WORK ITEM:
In the records below, find the line that contains "Target: wooden baseball bat", then write out that line and each one after it exactly, up to and including the last.

··· ENTRIES SUPPLIED ···

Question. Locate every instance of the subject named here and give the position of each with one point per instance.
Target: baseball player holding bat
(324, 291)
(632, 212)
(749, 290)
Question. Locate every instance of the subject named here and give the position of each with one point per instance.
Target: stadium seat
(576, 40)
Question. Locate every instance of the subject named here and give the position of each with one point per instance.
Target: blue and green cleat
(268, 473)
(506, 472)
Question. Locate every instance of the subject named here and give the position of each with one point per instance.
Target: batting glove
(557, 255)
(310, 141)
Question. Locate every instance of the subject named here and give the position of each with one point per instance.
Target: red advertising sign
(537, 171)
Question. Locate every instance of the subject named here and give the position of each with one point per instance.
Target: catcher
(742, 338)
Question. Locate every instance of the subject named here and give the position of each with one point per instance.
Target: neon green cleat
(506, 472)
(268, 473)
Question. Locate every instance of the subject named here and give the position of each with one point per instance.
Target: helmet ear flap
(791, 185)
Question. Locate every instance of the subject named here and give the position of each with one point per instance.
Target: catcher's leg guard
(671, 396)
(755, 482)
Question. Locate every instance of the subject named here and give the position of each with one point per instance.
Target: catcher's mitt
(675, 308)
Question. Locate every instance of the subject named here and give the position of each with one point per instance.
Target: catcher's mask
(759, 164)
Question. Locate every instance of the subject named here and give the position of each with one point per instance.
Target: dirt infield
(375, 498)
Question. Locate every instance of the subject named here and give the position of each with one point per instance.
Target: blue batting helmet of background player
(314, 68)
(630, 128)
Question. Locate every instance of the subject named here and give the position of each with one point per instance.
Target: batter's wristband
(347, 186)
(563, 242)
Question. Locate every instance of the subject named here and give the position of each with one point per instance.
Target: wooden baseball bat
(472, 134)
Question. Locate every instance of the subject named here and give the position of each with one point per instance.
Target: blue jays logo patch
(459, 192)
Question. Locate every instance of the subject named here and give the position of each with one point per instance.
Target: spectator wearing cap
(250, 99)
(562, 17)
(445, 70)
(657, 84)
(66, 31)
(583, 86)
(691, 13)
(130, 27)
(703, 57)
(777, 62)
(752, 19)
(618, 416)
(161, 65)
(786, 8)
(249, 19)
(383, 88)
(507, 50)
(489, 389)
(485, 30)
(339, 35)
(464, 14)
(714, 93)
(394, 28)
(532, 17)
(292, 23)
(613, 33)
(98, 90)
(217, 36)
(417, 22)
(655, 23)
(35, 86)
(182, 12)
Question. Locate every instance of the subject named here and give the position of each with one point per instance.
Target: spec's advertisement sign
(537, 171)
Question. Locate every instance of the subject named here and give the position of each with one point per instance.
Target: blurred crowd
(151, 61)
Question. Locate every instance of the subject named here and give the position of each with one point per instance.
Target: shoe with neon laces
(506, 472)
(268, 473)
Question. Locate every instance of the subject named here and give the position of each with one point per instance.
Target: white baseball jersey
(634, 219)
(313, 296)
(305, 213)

···

OUTPUT BELOW:
Target: wooden baseball bat
(472, 134)
Question. Locate every instance of the subject named here and give the position of each with one point per instance.
Target: blue jays logo patch
(459, 192)
Question. Locate every instance of the subject named here and give the position of each with one point per instance.
Target: spectator wearing cap
(250, 99)
(562, 17)
(445, 70)
(657, 84)
(66, 31)
(583, 86)
(691, 13)
(130, 27)
(703, 57)
(777, 62)
(752, 19)
(618, 416)
(161, 65)
(786, 8)
(249, 19)
(383, 88)
(507, 50)
(489, 389)
(485, 30)
(339, 35)
(464, 14)
(714, 93)
(394, 28)
(532, 17)
(292, 23)
(613, 33)
(98, 90)
(217, 36)
(417, 22)
(655, 23)
(35, 86)
(182, 12)
Question. Locate every instance of the subject named here and give the position of each with one point per instance.
Target: spec's advertisement sign
(537, 171)
Question. Locate every instance of the subject named here and give the position of each with one point per instance.
Target: blurred crowd
(151, 61)
Question. Locate every instance of the subject named here and give the position of each with one point per instance.
Target: shoe with neon laces
(506, 472)
(268, 473)
Question. Locate every instance of the subject named here and give the position of each with one point per instance.
Target: white baseball jersey
(634, 219)
(313, 296)
(305, 213)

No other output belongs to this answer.